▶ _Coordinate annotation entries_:
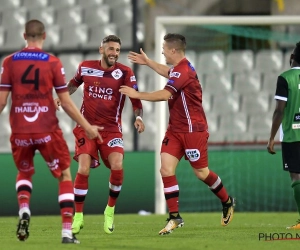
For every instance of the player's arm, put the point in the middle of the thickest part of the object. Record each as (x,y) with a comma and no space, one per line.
(281,96)
(156,96)
(3,99)
(143,59)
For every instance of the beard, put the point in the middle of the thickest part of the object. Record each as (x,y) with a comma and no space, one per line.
(109,64)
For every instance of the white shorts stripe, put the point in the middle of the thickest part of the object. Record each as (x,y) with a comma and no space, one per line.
(216,184)
(80,191)
(66,197)
(115,188)
(23,183)
(171,189)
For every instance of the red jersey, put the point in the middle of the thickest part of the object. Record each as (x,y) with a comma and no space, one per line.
(30,75)
(185,104)
(102,102)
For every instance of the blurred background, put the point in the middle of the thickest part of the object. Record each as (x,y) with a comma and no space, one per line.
(237,65)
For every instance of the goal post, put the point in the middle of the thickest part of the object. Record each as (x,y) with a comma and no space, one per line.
(161,28)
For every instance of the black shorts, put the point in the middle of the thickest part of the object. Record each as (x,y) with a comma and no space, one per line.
(291,156)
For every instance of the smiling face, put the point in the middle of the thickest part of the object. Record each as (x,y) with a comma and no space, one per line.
(110,52)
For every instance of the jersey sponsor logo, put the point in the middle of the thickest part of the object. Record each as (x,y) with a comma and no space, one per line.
(116,142)
(39,56)
(85,71)
(296,126)
(117,74)
(297,117)
(31,107)
(175,74)
(26,143)
(102,93)
(53,165)
(193,154)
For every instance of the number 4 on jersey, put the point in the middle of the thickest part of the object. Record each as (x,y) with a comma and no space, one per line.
(34,81)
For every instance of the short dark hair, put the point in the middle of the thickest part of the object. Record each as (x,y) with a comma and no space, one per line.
(178,41)
(111,38)
(34,29)
(296,53)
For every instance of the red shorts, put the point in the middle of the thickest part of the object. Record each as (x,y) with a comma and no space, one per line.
(112,142)
(192,145)
(52,147)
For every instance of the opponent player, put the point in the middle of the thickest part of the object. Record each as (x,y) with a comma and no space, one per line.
(286,114)
(187,132)
(30,75)
(102,105)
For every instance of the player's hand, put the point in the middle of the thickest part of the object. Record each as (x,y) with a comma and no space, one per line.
(270,147)
(57,103)
(93,132)
(141,58)
(139,125)
(130,92)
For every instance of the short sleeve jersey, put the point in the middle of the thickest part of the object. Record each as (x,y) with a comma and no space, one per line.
(30,75)
(288,89)
(185,104)
(102,102)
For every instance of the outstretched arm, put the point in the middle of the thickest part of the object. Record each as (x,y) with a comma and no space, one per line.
(143,59)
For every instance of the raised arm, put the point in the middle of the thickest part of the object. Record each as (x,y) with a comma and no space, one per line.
(143,59)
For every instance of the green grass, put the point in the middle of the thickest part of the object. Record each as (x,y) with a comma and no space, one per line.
(134,232)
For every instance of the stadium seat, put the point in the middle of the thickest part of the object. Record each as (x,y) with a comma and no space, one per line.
(14,18)
(218,83)
(96,15)
(90,3)
(69,16)
(92,56)
(213,121)
(59,4)
(14,39)
(247,82)
(46,15)
(70,63)
(256,104)
(235,122)
(53,37)
(211,62)
(73,36)
(259,126)
(269,60)
(118,3)
(11,4)
(269,82)
(226,103)
(192,57)
(35,3)
(238,61)
(97,33)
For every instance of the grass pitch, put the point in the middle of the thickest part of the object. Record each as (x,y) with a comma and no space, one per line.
(134,232)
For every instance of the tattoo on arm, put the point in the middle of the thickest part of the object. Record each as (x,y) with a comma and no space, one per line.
(71,87)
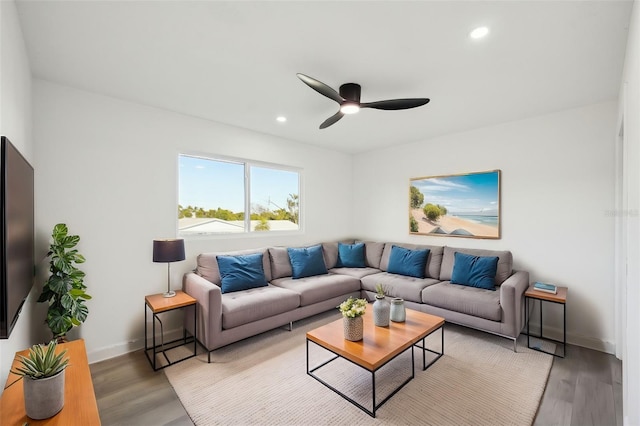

▶ _Stated goal_: Pick out each line in the entries above that contains the word "shorts".

▶ _Response_:
For every instance of the white shorts stripe, put the point in the middle of the thickest part of the object. Record each as (x,y) with a comma and no space, one per line.
For every instance of the black shorts, put the point in the middle of the thickest part of the object. Record each as (x,y) with a comma and no space, one per line.
For every instance of the red shorts, put the point in the middle of the thickest part of the object. Record each as (x,y) with a comma and no space, one per line.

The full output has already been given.